Re: [PATCH 1/2] ext4: optimize metadata allocation for hybrid LUNs

[Date Prev][Date Next][Thread Prev][Thread Next][Date Index][Thread Index]

 



Andreas Dilger <adilger@xxxxxxxxx> writes:

> On Aug 3, 2023, at 6:10 AM, Ritesh Harjani (IBM) <ritesh.list@xxxxxxxxx> wrote:
>> 
>> Bobi Jam <bobijam@xxxxxxxxxxx> writes:
>> 
>>> With LVM it is possible to create an LV with SSD storage at the
>>> beginning of the LV and HDD storage at the end of the LV, and use that
>>> to separate ext4 metadata allocations (that need small random IOs)
>>> from data allocations (that are better suited for large sequential
>>> IOs) depending on the type of underlying storage.  Between 0.5-1.0% of
>>> the filesystem capacity would need to be high-IOPS storage in order to
>>> hold all of the internal metadata.
>>> 
>>> This would improve performance for inode and other metadata access,
>>> such as ls, find, e2fsck, and in general improve file access latency,
>>> modification, truncate, unlink, transaction commit, etc.
>>> 
>>> This patch split largest free order group lists and average fragment
>>> size lists into other two lists for IOPS/fast storage groups, and
>>> cr 0 / cr 1 group scanning for metadata block allocation in following
>>> order:
>>> 
>>> cr 0 on largest free order IOPS group list
>>> cr 1 on average fragment size IOPS group list
>>> cr 0 on largest free order non-IOPS group list
>>> cr 1 on average fragment size non-IOPS group list
>>> cr >= 2 perform the linear search as before
>
> Hi Ritesh,
> thanks for the review and the discussion about the patch.
>
>> Yes. The implementation looks straight forward to me.
>> 
>
>>> Non-metadata block allocation does not allocate from the IOPS groups.
>>> 
>>> Add for mke2fs an option to mark which blocks are in the IOPS region
>>> of storage at format time:
>>> 
>>>  -E iops=0-1024G,4096-8192G
>> 
>
>> However few things to discuss here are -
>
> As Ted requested on the call, this should be done as two separate calls
> to the allocator, rather than embedding the policy in mballoc group
> selection itself.  Presumably this would be in ext4_mb_new_blocks()

■ **Tasks for this exercise**
A. Summarize the ext4 patch discussion in two sentences.
B. According to the patch discussion, what share of the filesystem capacity would need to be high-IOPS storage to hold all of the internal metadata?
The listing that comes after this text is not needed.

■ **Photo object pointing records**
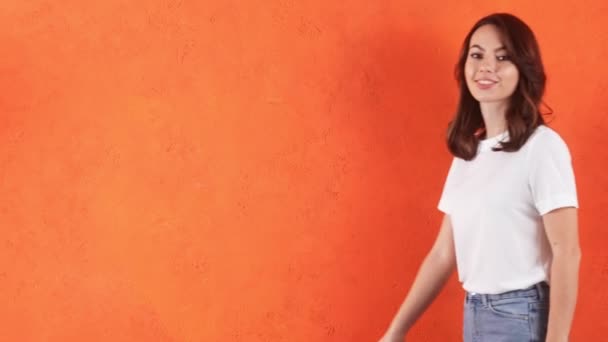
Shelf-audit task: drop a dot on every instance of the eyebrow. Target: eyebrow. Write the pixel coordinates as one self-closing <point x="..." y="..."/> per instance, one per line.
<point x="482" y="49"/>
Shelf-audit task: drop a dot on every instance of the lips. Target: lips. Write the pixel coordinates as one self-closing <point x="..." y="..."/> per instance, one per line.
<point x="485" y="83"/>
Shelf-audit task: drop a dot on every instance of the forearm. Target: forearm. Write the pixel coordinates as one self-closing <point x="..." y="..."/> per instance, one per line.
<point x="431" y="278"/>
<point x="564" y="289"/>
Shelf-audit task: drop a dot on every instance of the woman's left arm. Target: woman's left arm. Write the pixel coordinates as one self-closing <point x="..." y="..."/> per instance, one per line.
<point x="561" y="227"/>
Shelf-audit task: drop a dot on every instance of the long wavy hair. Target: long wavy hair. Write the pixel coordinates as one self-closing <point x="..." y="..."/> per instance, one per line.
<point x="523" y="113"/>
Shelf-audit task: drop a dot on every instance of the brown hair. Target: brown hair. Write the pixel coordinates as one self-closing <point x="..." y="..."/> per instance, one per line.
<point x="523" y="113"/>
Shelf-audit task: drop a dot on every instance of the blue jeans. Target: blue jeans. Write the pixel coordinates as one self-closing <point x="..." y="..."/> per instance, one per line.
<point x="515" y="316"/>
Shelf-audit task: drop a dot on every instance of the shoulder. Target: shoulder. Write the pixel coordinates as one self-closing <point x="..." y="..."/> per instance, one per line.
<point x="545" y="140"/>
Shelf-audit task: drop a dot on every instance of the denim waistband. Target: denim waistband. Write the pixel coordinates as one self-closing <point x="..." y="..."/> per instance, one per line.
<point x="540" y="291"/>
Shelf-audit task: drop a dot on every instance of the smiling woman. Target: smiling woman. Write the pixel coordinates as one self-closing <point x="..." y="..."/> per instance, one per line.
<point x="510" y="200"/>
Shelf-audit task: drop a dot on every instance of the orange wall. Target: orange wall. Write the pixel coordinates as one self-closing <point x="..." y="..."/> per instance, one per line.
<point x="242" y="171"/>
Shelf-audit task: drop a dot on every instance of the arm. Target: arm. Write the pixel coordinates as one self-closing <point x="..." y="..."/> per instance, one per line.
<point x="561" y="226"/>
<point x="434" y="272"/>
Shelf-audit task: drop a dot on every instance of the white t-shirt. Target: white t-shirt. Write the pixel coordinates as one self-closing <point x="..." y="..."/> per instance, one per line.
<point x="496" y="202"/>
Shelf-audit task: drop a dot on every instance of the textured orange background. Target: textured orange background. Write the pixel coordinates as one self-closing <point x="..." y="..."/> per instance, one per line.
<point x="255" y="171"/>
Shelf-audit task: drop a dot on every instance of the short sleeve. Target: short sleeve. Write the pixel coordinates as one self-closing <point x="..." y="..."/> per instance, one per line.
<point x="551" y="174"/>
<point x="445" y="201"/>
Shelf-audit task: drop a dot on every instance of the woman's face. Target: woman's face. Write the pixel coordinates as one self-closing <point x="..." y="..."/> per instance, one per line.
<point x="490" y="74"/>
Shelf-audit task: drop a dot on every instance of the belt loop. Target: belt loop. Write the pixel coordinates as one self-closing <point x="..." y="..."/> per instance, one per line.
<point x="540" y="291"/>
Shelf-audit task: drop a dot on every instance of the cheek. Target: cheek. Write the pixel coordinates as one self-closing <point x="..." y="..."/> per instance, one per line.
<point x="511" y="74"/>
<point x="469" y="70"/>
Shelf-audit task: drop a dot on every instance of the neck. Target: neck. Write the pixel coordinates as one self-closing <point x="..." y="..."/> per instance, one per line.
<point x="494" y="117"/>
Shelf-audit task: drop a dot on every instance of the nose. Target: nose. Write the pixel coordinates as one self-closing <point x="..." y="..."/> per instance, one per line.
<point x="487" y="66"/>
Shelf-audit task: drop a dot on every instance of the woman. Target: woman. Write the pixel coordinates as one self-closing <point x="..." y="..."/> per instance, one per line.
<point x="510" y="202"/>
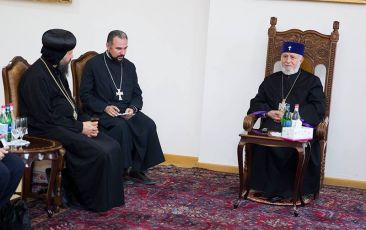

■ **Exercise solutions**
A. The patch would use an LVM volume with SSD storage at the beginning and HDD storage at the end to separate ext4 metadata allocations, which need small random IOs, from data allocations, which suit large sequential IOs. Metadata block allocation would scan IOPS groups first, non-metadata allocation would not use them, and Andreas Dilger relays Ted's request that this be done as two separate calls to the allocator rather than inside mballoc group selection.

B. Between 0.5% and 1.0% of the filesystem capacity.